◆ WHAT IS BEING ASKED
Reproduce every entry exactly.

◆ TASK MATERIAL
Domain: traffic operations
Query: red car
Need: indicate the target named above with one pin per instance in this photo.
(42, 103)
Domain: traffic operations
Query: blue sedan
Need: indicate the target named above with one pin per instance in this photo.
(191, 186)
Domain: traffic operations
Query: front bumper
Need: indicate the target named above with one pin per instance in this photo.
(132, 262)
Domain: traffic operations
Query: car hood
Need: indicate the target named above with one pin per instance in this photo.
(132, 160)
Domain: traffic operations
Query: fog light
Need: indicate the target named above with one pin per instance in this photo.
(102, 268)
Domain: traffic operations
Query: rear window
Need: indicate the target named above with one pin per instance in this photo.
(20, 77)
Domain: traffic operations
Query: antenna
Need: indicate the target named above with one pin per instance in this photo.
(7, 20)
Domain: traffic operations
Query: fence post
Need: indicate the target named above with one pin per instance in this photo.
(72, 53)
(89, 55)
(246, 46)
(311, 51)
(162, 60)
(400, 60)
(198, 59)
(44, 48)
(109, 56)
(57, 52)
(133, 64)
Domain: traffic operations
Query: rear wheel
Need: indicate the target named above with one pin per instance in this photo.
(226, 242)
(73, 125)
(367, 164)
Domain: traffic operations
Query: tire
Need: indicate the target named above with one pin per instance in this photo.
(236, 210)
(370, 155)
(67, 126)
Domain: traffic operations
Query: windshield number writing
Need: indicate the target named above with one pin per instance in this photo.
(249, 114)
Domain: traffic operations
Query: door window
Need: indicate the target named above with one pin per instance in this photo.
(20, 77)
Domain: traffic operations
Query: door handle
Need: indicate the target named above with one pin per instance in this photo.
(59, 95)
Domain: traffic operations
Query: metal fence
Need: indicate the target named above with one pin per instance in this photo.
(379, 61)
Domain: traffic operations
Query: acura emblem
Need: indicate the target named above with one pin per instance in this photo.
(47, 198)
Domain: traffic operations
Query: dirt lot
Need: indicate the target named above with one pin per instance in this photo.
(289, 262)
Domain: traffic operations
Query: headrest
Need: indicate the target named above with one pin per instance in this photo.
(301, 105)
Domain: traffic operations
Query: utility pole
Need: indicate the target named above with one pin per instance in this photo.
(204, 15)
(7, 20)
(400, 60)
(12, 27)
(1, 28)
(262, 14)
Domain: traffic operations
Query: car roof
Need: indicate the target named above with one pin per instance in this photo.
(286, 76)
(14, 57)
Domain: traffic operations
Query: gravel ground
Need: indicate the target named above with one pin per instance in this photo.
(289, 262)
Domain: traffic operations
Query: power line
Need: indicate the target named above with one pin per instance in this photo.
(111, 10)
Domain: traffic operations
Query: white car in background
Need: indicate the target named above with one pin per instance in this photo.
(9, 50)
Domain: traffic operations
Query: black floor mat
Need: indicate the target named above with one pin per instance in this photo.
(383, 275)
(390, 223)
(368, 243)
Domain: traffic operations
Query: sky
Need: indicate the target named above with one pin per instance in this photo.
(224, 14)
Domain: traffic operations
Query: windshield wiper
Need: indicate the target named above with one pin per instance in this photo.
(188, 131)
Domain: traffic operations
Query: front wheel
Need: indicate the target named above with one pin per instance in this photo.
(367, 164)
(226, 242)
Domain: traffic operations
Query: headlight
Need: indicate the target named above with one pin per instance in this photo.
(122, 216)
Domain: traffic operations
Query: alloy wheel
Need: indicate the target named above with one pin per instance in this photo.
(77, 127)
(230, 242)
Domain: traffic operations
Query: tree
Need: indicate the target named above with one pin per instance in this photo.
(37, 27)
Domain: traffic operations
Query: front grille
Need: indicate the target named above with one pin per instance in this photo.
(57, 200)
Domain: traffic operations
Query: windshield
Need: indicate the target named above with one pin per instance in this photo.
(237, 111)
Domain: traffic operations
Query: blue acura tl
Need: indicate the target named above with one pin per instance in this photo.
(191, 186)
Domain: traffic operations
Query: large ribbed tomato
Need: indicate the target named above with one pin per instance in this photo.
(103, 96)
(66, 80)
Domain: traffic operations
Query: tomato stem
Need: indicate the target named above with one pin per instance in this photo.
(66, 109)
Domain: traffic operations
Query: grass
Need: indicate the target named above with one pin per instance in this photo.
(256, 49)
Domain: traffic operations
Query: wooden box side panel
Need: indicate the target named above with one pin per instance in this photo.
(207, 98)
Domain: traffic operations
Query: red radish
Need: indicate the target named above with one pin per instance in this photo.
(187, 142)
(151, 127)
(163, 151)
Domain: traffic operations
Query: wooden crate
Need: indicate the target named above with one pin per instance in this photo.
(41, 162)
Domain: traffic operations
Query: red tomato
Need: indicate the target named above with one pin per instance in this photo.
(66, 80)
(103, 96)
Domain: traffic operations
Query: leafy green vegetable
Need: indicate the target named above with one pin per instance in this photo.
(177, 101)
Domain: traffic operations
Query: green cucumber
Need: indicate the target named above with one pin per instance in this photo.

◆ EXERCISE RESPONSE
Domain: traffic operations
Query: red car
Need: indicate the target named above with one pin per instance in this photo.
(42, 103)
Domain: traffic operations
Query: blue sedan
Need: indicate the target named above with one pin per instance in this photo.
(191, 186)
Domain: traffic operations
Query: front bumper
Need: indicate the target named above with one pin per instance in this photo.
(132, 262)
Domain: traffic operations
Query: car hood
Need: indicate the target named above with one pin per instance in this photo.
(132, 160)
Domain: traffic operations
Query: fog light
Need: indicate the target named above with one pin per instance in this photo.
(102, 268)
Domain: traffic operations
Query: rear window
Need: indicate the target named above with one pin per instance in this photo.
(20, 77)
Domain: traffic operations
Query: antenna
Need: indicate the target named above with one pin per instance in this photo.
(7, 20)
Domain: traffic operations
Query: fence post
Need: indicate the target named above with one pin per instance in this photo.
(72, 53)
(89, 55)
(246, 46)
(311, 51)
(162, 60)
(400, 60)
(198, 59)
(44, 48)
(109, 56)
(57, 52)
(133, 64)
Domain: traffic operations
Query: rear wheel
Need: indicate the target named above with one pin per instance in this photo.
(226, 242)
(73, 125)
(367, 164)
Domain: traffic operations
Query: tire
Need: indicate the target named above with one pin per instance in this photo.
(236, 210)
(370, 155)
(67, 126)
Domain: traffic operations
Query: windshield number writing
Need: indicate the target named above with one pin per instance in this photo.
(249, 114)
Domain: traffic operations
Query: door window
Need: indicate the target named above with one pin per instance in this photo.
(20, 77)
Domain: traffic operations
Query: door handle
Need: indicate the target named above with one pin per instance in this photo.
(59, 95)
Domain: traffic operations
Query: metal fence
Need: indicate the target named above with one pin per instance in this photo.
(379, 61)
Domain: traffic operations
Query: acura emblem
Need: indicate the target named above with one pin per instance in this photo.
(47, 198)
Domain: traffic operations
Query: dirt lot
Need: indicate the target named above with one pin per instance in this photo.
(289, 262)
Domain: traffic operations
Query: headrest
Need: indicate the target named above with one pin per instance in this photo.
(301, 105)
Domain: traffic operations
Query: utility pole
Need: indicate the target named above with one pin per instance in this photo.
(204, 15)
(7, 20)
(400, 60)
(12, 27)
(1, 28)
(262, 14)
Domain: traffic operations
Query: car roof
Need: indicate the target named above with one pin per instance in this photo.
(286, 76)
(14, 57)
Domain: traffic operations
Query: gravel ground
Need: indicate the target named above with one pin per instance in this photo.
(289, 262)
Domain: traffic operations
Query: power line
Need: indicate the target named above with one pin per instance in this photo.
(111, 10)
Domain: traffic operations
Query: white car in background
Need: indicate the target named above with one pin per instance in this photo.
(9, 50)
Domain: traffic operations
Query: black floor mat
Need: indicate the target named above with one pin per instance in this photo.
(383, 275)
(390, 223)
(368, 243)
Domain: traffic operations
Query: sky
Need: indicate the target named above with one pin per instance in this photo.
(224, 14)
Domain: traffic operations
Query: windshield wiper
Need: indicate the target named above with one pin per instance in this photo.
(188, 131)
Domain: traffic operations
Query: front wheel
Need: indicate the target named above with one pin per instance in this photo.
(367, 164)
(226, 242)
Domain: traffic operations
Query: headlight
Need: indicate the target named above with one pin per instance in this photo.
(122, 216)
Domain: traffic operations
Query: alloy wheel
Need: indicate the target named above with one pin per instance in this photo.
(77, 127)
(230, 242)
Domain: traffic operations
Query: tree
Need: indicate the target named above with one pin per instance in this photo.
(37, 27)
Domain: traffic operations
Query: front grille
Need: indicate the target named above with one pin per instance in this photo.
(57, 200)
Domain: traffic operations
Query: windshield
Need: indicate the target named above with one pin per instance in this photo.
(237, 111)
Domain: traffic operations
Query: blue acura tl
Need: indicate the target named above with one pin per instance in this photo.
(191, 186)
Domain: traffic operations
Query: large ribbed tomato
Need: indicate the target named above with one pin per instance in this photo.
(103, 96)
(66, 80)
Domain: traffic operations
Query: tomato stem
Need: indicate the target named above with one pin per instance in this photo.
(66, 109)
Domain: traffic operations
Query: grass
Need: indicate the target named above with one pin per instance in this photo.
(256, 49)
Domain: traffic operations
Query: wooden box side panel
Need: indicate the target named above with one pin per instance in this photo.
(207, 98)
Domain: traffic operations
Query: red radish
Need: indicate the target named above with one pin per instance in this photo.
(187, 142)
(151, 127)
(163, 151)
Domain: traffic operations
Query: wooden crate
Need: indicate the target named above with one pin per instance in this photo.
(41, 162)
Domain: traffic operations
Query: red tomato
Need: indicate the target named above with one pin per instance in this photo.
(66, 80)
(103, 96)
Domain: traffic operations
Query: leafy green vegetable
Need: indicate the target named above with one pin per instance in this photo.
(177, 101)
Domain: traffic operations
Query: green cucumber
Need: indicate the target named above with one pin per instance in this photo.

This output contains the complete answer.